» **What is required**:
Below are records; reproduce exactly the lines from the one that has "# Provide the mask of every instance of the trench" through the one that has "--target=trench coat lapel", ends included, and nothing more.

*** Extracted information Section Begins ***

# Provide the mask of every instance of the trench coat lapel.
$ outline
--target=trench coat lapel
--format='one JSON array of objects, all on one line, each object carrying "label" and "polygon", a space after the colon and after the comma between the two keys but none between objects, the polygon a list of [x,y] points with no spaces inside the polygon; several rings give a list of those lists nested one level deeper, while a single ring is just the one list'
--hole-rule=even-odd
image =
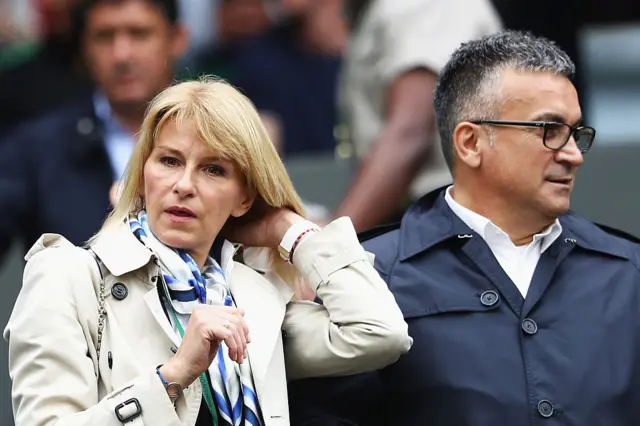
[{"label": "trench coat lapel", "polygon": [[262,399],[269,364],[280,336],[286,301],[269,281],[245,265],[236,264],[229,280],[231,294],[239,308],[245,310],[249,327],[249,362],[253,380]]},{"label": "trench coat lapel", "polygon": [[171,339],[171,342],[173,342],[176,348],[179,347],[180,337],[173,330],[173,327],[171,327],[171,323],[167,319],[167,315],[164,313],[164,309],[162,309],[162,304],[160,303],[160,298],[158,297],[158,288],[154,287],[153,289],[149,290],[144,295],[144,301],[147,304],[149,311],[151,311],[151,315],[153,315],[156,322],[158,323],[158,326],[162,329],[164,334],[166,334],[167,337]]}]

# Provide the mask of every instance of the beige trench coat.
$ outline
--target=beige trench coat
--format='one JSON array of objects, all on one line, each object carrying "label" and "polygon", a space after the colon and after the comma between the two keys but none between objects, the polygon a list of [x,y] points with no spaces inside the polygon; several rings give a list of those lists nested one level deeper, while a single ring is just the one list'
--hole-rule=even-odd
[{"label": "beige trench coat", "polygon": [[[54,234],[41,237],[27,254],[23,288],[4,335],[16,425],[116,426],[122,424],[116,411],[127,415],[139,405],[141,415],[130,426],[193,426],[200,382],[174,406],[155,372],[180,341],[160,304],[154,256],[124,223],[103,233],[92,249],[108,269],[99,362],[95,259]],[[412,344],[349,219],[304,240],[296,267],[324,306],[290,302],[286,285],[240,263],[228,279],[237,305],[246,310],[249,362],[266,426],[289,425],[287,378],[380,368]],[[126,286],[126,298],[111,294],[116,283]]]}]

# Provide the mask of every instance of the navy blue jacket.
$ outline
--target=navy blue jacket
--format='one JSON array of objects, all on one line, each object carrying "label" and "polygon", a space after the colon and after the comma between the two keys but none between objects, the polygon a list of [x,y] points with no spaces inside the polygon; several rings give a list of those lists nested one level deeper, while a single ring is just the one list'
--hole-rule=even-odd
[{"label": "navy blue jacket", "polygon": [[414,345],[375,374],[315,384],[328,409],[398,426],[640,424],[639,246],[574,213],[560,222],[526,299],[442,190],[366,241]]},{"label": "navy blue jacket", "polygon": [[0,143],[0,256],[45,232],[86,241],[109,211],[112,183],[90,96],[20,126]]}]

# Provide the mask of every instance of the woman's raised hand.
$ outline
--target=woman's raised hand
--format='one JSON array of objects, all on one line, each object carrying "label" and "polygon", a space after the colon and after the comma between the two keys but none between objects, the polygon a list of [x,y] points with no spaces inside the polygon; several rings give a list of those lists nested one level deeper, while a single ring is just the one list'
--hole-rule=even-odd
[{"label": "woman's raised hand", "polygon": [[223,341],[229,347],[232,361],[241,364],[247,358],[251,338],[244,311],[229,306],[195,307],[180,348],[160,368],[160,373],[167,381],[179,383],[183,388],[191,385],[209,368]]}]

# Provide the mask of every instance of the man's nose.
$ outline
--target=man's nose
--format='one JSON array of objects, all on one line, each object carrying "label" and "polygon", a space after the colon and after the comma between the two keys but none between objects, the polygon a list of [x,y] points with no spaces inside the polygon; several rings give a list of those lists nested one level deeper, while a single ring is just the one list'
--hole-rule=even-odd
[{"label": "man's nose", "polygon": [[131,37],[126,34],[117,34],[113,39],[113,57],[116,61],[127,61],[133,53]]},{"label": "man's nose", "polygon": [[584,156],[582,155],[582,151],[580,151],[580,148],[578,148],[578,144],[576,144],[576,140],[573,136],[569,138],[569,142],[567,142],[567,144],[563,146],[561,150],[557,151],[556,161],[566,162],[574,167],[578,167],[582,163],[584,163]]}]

*** Extracted information Section Ends ***
*** Extracted information Section Begins ***

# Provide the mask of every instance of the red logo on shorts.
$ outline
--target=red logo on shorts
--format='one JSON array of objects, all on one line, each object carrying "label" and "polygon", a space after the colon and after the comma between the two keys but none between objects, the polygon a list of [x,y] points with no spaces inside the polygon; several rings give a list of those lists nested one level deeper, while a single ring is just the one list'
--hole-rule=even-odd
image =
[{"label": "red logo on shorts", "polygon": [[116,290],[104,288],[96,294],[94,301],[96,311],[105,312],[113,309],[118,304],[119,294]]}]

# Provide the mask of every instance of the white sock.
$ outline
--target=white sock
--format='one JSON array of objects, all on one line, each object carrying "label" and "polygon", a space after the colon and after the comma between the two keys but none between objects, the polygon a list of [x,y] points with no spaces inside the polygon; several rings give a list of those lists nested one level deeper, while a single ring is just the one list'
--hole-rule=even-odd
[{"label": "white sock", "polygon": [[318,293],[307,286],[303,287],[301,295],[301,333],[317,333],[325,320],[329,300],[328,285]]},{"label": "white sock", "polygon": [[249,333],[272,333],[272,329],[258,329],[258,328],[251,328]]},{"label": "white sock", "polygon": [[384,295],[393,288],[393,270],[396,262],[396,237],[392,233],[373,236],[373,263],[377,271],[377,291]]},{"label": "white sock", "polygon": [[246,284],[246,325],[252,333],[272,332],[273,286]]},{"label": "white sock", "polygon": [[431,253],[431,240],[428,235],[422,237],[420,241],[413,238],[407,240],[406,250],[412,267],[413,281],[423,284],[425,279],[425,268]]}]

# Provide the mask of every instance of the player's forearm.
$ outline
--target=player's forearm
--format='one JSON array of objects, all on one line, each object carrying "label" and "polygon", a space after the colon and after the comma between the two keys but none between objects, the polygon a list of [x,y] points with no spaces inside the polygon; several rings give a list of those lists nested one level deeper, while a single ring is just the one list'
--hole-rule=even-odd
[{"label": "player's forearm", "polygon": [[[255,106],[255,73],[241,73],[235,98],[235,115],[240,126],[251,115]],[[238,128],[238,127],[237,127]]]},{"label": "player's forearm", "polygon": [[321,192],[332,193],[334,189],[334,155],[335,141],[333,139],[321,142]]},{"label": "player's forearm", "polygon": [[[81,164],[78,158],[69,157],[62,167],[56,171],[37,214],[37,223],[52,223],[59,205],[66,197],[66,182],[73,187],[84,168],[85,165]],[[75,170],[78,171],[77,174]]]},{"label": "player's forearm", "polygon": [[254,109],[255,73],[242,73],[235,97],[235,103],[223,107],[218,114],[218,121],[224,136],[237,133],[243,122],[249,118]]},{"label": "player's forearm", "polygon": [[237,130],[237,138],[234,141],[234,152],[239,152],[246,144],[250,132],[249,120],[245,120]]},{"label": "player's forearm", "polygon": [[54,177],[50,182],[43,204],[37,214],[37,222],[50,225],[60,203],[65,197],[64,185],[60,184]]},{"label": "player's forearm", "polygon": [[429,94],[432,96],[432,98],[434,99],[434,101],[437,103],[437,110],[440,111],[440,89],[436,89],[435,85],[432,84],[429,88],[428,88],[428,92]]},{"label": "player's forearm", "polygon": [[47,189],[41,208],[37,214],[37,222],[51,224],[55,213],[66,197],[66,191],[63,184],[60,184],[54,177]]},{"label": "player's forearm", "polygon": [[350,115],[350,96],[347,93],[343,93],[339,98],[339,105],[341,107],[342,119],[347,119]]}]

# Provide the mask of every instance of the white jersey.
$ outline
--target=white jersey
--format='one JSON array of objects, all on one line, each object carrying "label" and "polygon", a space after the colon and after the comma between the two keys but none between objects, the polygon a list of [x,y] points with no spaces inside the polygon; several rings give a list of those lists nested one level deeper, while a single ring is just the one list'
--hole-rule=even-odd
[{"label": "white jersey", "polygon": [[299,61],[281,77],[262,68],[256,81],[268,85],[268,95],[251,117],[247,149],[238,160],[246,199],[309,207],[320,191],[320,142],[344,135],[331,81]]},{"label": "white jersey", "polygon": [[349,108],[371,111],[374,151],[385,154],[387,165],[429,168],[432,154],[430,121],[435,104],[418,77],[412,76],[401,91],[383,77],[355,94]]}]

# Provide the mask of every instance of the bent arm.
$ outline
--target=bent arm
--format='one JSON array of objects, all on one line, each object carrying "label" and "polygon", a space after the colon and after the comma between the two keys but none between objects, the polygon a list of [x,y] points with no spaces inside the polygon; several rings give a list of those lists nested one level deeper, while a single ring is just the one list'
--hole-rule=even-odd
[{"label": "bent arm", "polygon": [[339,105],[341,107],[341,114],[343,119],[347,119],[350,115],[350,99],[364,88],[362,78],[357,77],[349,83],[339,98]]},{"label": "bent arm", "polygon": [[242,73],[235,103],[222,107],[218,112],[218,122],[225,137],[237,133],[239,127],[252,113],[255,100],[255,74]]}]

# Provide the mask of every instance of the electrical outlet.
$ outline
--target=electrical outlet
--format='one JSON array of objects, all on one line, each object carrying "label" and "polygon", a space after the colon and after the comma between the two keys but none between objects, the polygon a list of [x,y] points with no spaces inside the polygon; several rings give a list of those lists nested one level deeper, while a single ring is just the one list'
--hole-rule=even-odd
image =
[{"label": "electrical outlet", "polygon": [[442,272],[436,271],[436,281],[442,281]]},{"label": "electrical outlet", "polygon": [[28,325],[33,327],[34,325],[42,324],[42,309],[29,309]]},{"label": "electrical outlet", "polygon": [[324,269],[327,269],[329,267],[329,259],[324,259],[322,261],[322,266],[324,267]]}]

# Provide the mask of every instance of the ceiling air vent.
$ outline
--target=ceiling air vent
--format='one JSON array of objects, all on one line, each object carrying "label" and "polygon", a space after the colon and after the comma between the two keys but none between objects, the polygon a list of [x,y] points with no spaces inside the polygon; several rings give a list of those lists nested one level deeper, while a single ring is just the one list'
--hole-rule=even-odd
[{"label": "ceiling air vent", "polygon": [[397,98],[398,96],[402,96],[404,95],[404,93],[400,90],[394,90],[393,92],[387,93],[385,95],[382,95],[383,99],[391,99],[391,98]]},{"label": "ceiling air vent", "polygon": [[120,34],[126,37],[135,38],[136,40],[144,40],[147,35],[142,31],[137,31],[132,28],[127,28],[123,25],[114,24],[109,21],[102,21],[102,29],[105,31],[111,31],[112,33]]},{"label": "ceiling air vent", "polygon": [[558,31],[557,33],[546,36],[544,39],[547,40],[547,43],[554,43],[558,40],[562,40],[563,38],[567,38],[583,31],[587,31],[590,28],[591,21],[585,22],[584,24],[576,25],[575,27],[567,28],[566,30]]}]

*** Extracted information Section Ends ***
*** Extracted information Section Begins ***

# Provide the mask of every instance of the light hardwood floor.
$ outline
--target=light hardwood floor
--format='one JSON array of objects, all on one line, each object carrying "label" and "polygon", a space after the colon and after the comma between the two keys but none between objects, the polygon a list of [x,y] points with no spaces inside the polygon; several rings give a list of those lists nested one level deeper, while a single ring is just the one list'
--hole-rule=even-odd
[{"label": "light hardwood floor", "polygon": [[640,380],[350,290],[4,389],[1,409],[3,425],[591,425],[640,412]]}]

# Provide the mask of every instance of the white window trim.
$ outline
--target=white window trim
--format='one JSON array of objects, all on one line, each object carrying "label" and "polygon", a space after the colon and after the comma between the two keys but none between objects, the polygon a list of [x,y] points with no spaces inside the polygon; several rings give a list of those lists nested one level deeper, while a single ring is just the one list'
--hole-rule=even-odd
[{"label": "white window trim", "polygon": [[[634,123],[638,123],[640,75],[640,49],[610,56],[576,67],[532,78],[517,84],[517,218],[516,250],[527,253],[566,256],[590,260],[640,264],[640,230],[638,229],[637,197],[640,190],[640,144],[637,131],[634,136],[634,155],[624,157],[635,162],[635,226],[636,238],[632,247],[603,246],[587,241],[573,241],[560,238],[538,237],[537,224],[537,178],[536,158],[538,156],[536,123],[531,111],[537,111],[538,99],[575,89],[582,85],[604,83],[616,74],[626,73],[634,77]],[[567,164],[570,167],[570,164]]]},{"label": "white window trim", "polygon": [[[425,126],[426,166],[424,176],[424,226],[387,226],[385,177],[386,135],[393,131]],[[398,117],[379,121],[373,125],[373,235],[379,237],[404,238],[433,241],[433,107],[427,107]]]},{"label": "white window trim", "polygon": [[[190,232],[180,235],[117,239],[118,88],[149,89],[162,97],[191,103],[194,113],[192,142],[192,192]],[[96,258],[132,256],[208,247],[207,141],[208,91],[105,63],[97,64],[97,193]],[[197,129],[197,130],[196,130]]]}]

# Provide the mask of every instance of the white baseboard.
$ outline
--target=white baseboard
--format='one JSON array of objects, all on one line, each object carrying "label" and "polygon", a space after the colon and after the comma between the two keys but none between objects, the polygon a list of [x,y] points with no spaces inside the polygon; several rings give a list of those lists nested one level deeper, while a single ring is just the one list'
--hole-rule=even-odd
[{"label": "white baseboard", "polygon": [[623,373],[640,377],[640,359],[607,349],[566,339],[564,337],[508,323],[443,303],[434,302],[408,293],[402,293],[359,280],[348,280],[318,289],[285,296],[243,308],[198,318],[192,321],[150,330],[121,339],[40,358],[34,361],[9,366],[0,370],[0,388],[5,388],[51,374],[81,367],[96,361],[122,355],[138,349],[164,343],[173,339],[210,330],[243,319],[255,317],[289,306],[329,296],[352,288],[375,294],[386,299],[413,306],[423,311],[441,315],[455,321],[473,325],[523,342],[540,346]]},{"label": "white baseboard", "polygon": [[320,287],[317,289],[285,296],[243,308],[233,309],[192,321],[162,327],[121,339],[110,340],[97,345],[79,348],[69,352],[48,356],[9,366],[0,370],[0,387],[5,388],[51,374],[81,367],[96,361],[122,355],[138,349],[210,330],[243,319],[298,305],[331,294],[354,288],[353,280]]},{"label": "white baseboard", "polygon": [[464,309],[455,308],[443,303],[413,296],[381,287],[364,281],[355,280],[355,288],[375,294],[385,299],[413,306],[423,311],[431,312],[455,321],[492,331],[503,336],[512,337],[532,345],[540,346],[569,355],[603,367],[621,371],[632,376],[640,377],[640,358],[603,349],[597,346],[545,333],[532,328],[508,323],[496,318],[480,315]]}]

*** Extracted information Section Ends ***

» **Response area**:
# Provide the mask of every instance of the trench coat lapel.
$ outline
--target=trench coat lapel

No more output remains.